begin Source document

# Flipkart,Myntra Plans Shutting Down Website & Migrate to App: Foolishness or Parsimonious?



## swatkats (Mar 22, 2015)

> Flipkart was considering shutting its mobile site as well as its  desktop-based website to move sales entirely to the mobile app.  Spokespersons for Flipkart and Myntra confirmed that the companies had  shut their mobile websites. The desktop-based sites are still functional  though both companies are considering shutting them over time, two  people familiar with the matter said.





> “Over the past year we  have come to believe that we can serve our users much better through our  apps simply due to the flexibility it offers. With the app, customers  can stay logged in to Flipkart at all times. This helps them save time  and get smoother and faster checkouts. Our app is designed to work  relatively well even in low bandwidth conditions compared to the  m-site,” the Flipkart spokesperson said by email.

end Source document

• _Brief A_: Rewrite the stretch of the forum thread from "# Flipkart,Myntra Plans" through "the matter said.", putting "Snapdeal" in place of "Myntra".

begin The input

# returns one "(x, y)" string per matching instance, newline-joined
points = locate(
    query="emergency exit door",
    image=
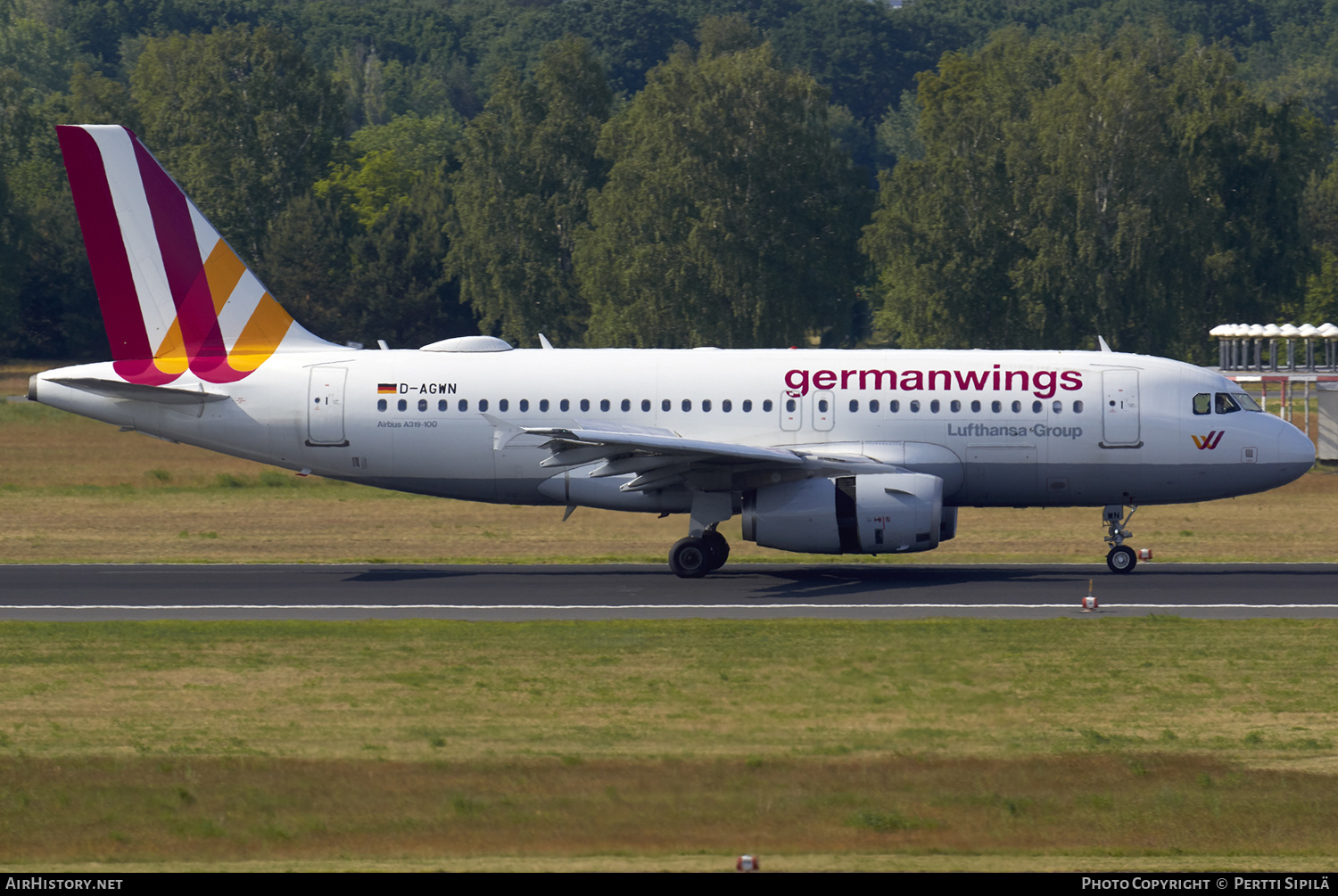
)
(1120, 409)
(326, 407)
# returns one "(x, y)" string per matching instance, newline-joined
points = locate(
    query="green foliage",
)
(730, 217)
(241, 118)
(390, 158)
(527, 168)
(1132, 189)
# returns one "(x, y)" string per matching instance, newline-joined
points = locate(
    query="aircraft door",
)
(326, 407)
(1120, 409)
(824, 411)
(791, 412)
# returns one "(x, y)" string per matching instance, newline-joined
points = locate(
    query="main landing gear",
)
(704, 550)
(1121, 556)
(696, 555)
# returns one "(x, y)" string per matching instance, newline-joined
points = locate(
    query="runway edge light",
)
(1089, 599)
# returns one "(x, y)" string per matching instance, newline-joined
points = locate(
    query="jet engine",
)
(872, 514)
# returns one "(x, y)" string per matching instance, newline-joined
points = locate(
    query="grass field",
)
(1084, 744)
(1059, 743)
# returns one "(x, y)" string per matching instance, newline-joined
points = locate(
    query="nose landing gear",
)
(1120, 558)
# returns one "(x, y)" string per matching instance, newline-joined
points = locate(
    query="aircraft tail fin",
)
(174, 296)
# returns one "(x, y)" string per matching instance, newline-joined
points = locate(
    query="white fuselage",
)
(1001, 428)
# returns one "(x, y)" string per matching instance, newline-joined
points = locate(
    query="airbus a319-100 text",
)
(819, 451)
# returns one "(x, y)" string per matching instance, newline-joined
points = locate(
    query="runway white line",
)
(664, 606)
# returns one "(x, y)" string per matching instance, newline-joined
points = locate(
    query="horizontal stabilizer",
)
(141, 392)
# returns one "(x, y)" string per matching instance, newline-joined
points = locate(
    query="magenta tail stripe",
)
(112, 275)
(185, 269)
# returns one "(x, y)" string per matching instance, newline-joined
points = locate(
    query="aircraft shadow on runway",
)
(786, 582)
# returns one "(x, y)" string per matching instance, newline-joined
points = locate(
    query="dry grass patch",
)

end The input

• _Brief B_: Show every line of the records that contains the string "tail", matching case exactly.

• _Expected answer A_:
# Flipkart,Snapdeal Plans Shutting Down Website & Migrate to App: Foolishness or Parsimonious?



## swatkats (Mar 22, 2015)

> Flipkart was considering shutting its mobile site as well as its  desktop-based website to move sales entirely to the mobile app.  Spokespersons for Flipkart and Snapdeal confirmed that the companies had  shut their mobile websites. The desktop-based sites are still functional  though both companies are considering shutting them over time, two  people familiar with the matter said.

• _Expected answer B_:
    query="aircraft tail fin",
    query="magenta tail stripe",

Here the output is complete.